Only the lines from the one with "the windmill sail" through the last belong in the output; print them exactly as given below.

### [Source records]
================================

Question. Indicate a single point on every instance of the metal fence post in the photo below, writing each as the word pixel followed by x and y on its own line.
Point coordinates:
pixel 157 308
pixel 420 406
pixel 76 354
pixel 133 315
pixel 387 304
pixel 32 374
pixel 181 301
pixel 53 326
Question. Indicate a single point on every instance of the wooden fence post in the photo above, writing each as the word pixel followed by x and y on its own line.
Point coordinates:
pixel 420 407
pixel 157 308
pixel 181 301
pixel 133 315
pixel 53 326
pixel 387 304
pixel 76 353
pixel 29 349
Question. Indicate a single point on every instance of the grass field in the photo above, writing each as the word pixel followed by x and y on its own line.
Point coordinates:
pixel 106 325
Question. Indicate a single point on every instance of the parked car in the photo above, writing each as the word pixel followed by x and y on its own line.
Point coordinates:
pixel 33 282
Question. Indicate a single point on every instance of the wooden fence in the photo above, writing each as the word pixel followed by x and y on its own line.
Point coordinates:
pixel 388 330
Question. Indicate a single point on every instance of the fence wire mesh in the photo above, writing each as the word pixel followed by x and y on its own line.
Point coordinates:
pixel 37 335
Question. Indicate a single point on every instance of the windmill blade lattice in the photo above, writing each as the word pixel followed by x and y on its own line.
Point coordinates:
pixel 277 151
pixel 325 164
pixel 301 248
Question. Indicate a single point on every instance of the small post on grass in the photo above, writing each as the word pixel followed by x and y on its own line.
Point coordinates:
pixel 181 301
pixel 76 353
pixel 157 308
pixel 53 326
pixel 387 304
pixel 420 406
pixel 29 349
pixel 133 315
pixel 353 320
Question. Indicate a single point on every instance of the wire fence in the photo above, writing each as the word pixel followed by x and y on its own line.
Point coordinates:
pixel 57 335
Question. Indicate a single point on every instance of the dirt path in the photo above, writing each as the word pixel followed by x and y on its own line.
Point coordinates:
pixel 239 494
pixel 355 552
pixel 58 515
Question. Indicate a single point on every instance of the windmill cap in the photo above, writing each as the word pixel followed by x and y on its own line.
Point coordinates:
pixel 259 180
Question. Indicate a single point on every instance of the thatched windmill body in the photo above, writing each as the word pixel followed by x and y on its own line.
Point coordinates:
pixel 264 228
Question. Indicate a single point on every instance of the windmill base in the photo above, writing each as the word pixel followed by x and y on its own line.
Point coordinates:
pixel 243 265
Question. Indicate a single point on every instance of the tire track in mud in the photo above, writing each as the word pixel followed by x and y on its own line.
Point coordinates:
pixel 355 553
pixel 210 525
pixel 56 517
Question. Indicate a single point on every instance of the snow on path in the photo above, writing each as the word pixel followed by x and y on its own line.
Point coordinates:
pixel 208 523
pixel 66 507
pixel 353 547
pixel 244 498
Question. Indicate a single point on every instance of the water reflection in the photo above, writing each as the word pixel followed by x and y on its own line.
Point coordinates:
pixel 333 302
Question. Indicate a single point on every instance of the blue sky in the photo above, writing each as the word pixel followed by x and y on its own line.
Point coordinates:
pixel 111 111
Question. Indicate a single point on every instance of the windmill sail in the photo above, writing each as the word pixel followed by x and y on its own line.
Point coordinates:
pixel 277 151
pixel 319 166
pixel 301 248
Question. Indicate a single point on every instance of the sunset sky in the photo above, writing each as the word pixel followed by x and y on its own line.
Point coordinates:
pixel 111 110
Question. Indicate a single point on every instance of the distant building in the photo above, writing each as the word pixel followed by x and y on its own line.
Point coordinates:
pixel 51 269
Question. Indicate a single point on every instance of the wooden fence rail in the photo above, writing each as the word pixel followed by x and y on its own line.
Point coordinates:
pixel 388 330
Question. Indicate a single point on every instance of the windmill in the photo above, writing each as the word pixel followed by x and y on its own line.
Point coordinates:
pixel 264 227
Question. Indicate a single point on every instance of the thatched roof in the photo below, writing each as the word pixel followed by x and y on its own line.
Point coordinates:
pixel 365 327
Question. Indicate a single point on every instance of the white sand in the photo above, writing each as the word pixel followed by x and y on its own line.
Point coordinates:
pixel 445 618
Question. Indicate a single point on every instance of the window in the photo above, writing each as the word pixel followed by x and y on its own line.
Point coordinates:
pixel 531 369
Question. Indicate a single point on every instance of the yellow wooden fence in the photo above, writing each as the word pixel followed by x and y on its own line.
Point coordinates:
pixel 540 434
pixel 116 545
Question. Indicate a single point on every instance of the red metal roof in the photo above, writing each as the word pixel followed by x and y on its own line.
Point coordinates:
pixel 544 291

================================

### [Exercise result]
Question. Indicate a single point on every instance of the windmill sail in the photo above, writing each as the word pixel followed by x and y on its own line.
Point coordinates:
pixel 277 151
pixel 319 166
pixel 301 248
Question. Indicate a single point on every instance of the sunset sky in the photo above, writing each as the word pixel followed by x and y on its own line.
Point coordinates:
pixel 111 110
Question. Indicate a single point on every instance of the distant building in the photo above, writing each as the word pixel followed by x and y on its own line.
Point coordinates:
pixel 51 269
Question. Indicate a single point on every instance of the wooden fence rail in the photo above, writing each as the word pixel followed by x and y on its own line.
Point coordinates:
pixel 388 330
Question. Indicate a single point on every instance of the windmill in the photo above, writing each as the word pixel followed by x and y on its own line.
Point coordinates:
pixel 264 227
Question. Indicate a single point on every instance of the thatched roof in the photo below, writing each as the word pixel followed by x and y on its own line.
Point coordinates:
pixel 365 327
Question. Indicate a single point on every instance of the white sand in the photo above, writing each as the word pixel followed by x and y on its own line.
Point coordinates:
pixel 445 618
Question. Indicate a single point on every instance of the window in the photo above, writing each as the word pixel followed by x and y on its own line.
Point coordinates:
pixel 531 369
Question. Indicate a single point on every instance of the yellow wooden fence in the photo above, writing each as the word pixel followed by x and y on its own line.
Point coordinates:
pixel 540 434
pixel 116 545
Question. Indicate a single point on every instance of the red metal roof in the photo above, writing each as the word pixel followed by x and y on its own line.
Point coordinates:
pixel 544 291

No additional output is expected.